(Records for the exercise)
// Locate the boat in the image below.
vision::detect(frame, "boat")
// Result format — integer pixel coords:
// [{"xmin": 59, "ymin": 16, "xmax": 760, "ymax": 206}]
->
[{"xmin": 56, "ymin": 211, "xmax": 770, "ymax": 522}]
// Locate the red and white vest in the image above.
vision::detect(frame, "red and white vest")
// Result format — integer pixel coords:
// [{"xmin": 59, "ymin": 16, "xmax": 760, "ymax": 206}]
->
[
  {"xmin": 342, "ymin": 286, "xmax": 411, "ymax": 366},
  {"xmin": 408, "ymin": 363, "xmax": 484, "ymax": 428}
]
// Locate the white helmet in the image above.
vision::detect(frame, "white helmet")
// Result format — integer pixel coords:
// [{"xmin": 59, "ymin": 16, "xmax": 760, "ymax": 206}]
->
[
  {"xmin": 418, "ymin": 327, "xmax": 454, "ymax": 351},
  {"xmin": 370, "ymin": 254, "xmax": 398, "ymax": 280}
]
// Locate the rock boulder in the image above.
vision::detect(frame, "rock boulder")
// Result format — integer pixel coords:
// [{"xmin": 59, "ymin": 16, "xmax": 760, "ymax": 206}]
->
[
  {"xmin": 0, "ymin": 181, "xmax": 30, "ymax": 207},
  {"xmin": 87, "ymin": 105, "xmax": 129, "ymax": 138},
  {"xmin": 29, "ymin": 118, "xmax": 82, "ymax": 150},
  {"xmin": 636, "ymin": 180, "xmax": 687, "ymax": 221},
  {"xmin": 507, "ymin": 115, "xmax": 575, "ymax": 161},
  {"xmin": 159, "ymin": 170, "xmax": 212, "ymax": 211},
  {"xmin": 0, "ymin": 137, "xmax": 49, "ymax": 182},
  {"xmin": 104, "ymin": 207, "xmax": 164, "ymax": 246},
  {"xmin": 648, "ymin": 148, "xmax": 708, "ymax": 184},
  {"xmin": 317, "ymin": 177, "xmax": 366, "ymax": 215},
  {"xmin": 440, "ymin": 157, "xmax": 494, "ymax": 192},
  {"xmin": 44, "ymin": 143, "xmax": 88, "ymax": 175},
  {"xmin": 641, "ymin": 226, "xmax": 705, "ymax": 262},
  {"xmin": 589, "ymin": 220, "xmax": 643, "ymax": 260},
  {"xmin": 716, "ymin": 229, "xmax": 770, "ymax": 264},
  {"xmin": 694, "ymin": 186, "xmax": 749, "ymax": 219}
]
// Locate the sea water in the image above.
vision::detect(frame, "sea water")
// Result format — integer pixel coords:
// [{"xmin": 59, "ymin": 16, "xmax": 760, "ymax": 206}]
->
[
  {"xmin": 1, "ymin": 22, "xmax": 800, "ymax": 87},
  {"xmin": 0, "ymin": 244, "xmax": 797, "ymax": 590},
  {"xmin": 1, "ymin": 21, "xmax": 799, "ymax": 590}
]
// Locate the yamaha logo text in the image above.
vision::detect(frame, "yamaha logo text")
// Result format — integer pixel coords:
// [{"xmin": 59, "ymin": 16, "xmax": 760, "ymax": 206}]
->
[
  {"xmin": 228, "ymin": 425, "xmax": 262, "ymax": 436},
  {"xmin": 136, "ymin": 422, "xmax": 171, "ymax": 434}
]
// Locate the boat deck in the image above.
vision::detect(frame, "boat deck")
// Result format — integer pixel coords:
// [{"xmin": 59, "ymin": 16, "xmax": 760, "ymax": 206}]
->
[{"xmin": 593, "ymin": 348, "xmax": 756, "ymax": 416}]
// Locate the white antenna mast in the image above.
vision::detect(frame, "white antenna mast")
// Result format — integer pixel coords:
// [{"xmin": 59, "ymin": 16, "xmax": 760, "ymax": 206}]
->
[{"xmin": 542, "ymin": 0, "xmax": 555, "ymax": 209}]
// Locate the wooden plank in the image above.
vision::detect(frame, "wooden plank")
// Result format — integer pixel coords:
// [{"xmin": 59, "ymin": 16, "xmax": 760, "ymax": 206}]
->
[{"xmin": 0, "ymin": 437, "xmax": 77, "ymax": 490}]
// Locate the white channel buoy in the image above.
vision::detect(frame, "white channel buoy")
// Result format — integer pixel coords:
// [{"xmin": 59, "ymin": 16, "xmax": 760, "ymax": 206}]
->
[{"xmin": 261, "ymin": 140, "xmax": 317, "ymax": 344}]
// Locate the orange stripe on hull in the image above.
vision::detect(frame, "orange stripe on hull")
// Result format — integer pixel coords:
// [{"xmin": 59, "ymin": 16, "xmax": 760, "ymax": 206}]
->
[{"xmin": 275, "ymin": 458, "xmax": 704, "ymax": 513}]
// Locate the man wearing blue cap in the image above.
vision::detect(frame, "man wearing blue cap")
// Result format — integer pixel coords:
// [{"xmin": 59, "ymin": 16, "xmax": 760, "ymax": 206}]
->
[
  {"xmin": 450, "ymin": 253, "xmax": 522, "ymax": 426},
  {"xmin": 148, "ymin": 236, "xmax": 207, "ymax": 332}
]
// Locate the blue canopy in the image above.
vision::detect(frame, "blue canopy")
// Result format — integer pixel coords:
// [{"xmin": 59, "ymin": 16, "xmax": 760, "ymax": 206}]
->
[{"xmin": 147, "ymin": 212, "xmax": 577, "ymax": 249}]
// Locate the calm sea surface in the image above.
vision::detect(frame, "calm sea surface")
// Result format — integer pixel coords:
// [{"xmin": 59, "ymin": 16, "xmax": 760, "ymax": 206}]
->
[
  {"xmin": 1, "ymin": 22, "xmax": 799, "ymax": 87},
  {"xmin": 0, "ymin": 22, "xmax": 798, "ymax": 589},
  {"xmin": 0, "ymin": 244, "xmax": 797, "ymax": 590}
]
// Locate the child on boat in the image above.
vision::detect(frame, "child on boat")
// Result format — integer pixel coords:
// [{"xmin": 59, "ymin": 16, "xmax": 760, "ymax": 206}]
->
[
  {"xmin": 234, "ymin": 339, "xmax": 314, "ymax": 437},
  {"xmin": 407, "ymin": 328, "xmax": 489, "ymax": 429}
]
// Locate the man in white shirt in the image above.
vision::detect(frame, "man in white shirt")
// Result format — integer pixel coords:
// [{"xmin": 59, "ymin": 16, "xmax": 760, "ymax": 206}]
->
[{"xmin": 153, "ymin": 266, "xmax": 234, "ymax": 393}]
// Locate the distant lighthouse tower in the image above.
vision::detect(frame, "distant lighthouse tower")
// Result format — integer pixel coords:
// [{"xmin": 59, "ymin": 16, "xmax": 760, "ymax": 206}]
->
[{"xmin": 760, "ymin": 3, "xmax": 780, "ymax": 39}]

(Exercise brief)
Extract each line from the listing that holds the word "canopy".

(Output of the task)
// Locate the blue canopy in the image above.
vision::detect(frame, "blue canopy")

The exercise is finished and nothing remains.